### WHAT IS REQUIRED
Copy out verbatim every line of the material below, from the line containing "Where can the white border" through the end of the material, both ends included.

Entries pointing to labeled objects:
* BEGIN *

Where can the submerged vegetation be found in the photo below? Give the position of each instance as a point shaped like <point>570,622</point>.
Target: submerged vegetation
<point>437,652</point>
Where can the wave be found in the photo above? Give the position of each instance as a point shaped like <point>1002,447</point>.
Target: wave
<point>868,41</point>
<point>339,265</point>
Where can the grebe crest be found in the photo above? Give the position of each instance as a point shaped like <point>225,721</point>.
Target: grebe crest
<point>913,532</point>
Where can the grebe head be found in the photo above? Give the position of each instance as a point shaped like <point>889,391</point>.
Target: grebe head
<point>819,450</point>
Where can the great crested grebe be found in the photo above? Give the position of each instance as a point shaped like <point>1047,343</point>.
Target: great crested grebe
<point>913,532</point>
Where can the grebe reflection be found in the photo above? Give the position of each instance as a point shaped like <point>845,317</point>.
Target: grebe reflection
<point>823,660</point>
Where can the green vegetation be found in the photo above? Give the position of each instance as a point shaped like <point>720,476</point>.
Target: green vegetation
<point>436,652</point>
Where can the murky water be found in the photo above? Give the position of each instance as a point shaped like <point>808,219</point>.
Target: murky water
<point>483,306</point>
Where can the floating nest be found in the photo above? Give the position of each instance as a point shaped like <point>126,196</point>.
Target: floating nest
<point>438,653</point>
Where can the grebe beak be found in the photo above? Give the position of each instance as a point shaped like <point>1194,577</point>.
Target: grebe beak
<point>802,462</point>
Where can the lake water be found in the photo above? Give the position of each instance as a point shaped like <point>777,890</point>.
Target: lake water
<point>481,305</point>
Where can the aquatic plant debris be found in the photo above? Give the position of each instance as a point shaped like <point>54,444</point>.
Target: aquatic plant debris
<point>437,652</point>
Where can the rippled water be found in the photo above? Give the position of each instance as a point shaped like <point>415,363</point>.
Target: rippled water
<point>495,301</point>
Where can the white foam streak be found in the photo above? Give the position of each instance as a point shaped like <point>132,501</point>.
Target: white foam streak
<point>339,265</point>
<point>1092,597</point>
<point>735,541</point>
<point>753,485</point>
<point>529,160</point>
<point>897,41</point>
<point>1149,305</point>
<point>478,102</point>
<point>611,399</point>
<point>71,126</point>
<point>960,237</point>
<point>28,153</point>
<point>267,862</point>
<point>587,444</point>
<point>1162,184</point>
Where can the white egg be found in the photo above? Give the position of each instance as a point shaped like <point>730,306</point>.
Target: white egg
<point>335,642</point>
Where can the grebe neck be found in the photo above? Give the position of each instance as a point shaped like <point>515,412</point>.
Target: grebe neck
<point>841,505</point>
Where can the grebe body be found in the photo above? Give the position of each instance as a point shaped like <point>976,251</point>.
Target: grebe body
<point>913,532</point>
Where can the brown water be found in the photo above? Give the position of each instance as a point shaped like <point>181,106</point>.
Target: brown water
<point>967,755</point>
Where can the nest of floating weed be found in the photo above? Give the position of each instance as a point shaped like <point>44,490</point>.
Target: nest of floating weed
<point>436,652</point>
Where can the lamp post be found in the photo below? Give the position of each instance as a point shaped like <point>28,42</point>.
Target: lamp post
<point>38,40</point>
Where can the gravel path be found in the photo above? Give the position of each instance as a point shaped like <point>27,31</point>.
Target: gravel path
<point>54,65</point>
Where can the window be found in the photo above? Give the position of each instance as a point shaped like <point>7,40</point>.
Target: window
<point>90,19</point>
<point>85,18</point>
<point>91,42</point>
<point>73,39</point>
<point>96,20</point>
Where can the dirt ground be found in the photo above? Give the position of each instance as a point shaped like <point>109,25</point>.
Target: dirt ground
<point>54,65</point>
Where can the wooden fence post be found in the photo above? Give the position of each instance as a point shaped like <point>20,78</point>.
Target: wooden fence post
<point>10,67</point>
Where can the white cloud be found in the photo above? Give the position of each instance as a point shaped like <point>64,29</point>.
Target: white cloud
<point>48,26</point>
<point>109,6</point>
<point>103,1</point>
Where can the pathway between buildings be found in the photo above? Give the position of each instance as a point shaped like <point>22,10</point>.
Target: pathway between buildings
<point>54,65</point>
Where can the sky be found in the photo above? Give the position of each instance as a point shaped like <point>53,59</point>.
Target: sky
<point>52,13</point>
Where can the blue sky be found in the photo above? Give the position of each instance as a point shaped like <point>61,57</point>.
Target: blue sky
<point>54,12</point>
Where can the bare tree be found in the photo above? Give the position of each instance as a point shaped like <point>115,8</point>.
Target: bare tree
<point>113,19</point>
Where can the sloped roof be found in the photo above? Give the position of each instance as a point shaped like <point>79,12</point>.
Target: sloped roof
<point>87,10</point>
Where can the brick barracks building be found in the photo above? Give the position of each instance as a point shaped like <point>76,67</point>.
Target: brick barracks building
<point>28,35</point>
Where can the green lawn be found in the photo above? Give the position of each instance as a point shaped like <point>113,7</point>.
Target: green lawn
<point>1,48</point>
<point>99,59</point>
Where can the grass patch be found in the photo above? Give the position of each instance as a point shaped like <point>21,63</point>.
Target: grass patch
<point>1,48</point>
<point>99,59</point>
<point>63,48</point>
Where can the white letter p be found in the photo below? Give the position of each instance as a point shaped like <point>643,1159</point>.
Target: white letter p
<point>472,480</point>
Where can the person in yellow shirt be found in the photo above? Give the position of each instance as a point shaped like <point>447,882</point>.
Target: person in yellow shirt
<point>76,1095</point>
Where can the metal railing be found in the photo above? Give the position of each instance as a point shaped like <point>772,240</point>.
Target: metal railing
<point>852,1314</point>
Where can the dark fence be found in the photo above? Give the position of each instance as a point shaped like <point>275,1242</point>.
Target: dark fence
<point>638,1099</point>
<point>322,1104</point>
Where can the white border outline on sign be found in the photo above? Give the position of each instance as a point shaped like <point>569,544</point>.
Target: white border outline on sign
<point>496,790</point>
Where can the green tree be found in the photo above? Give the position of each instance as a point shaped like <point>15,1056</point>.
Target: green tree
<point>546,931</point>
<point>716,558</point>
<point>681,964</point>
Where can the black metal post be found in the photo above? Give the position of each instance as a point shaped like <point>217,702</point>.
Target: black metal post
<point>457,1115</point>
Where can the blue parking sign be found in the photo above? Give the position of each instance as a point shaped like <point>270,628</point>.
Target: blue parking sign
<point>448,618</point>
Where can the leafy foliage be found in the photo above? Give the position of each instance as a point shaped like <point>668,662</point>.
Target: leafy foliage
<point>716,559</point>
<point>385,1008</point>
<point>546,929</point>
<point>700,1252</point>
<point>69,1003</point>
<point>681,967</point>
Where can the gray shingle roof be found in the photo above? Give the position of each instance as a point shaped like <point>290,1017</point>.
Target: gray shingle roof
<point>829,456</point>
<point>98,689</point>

* END *

### FULL RESPONSE
Where can the white border outline on sign be found in the photo above? Give the position of each instance as a point shaped like <point>569,544</point>.
Target: white border outline on sign
<point>496,790</point>
Where can the green tree be found in the photo above? Give the position of each instance as a point shaped like <point>15,1056</point>.
Target: green tree
<point>546,931</point>
<point>716,558</point>
<point>681,964</point>
Where can the black metal post be found in the photo above? Give the position of each instance as a point shaped like <point>217,702</point>.
Target: black metal post
<point>457,1115</point>
Where can the blue parking sign be found in the photo above? Give the position of each instance as a point shaped like <point>270,628</point>.
Target: blue parking sign
<point>448,618</point>
Where can the leafy foliage be found in the photo above? Give the position of each instance as a point shaped like <point>668,662</point>.
Target: leafy foliage
<point>716,559</point>
<point>385,1008</point>
<point>546,929</point>
<point>700,1252</point>
<point>69,1003</point>
<point>681,967</point>
Where can the gray shingle roof be found in the photo above? Give the position of each instance as a point shaped like <point>290,1017</point>.
Target: gray shingle roof
<point>829,456</point>
<point>98,689</point>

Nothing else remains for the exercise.